→ **Stated problem**
Rewrite the entries from the line containing "Could you point to the seated woman in tan" down through the end of the entries, changing "curly dark hair" to "wavy dark hair" and leaving everything else as it is.

───── Task inputs ─────

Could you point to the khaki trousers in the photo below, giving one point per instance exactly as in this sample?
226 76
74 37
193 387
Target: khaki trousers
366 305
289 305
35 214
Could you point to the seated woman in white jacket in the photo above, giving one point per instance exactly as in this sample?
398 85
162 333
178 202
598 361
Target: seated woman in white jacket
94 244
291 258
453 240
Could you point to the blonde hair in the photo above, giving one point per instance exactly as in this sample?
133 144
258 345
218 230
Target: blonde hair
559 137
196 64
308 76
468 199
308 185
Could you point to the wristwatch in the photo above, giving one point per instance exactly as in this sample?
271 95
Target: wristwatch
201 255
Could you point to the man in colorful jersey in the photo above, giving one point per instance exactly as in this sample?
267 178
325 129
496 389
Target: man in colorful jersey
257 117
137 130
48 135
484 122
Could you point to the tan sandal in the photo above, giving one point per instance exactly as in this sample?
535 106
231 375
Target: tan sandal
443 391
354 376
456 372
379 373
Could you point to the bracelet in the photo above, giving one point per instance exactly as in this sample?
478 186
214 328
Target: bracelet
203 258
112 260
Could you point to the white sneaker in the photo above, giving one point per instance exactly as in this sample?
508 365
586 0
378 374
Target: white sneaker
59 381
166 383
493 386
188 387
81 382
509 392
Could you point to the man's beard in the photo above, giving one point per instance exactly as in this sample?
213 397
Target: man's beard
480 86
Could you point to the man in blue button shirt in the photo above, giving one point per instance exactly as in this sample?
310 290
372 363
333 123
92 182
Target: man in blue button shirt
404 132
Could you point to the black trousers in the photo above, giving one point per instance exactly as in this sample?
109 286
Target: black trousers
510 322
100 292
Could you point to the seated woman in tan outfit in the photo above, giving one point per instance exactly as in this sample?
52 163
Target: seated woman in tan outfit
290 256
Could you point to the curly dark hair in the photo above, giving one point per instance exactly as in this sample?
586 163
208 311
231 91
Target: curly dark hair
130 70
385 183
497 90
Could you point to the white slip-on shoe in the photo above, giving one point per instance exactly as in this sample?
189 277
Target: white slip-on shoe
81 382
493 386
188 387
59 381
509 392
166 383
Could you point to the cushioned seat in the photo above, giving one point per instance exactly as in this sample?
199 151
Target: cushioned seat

─────

→ **Written response**
Could you point to the seated woman in tan outfit in the photo above, giving one point per instance exactly as in this sample?
52 163
Target: seated woman in tan outfit
290 256
Could you point to the wavy dark hair in the photo above, giving one point per instance exactly as in this sample?
586 163
208 311
231 91
Target: wavy dark hair
130 70
385 183
497 90
Could you point to the white slip-on shoe in the photo above, giving one point per instance exactly as in this sample?
189 277
Target: white slip-on shoe
81 382
493 386
188 387
59 381
509 392
166 383
Could you point to the cushioned seat in the photo above, giving one point per instance exactly as in this sample?
199 151
Target: cushioned seat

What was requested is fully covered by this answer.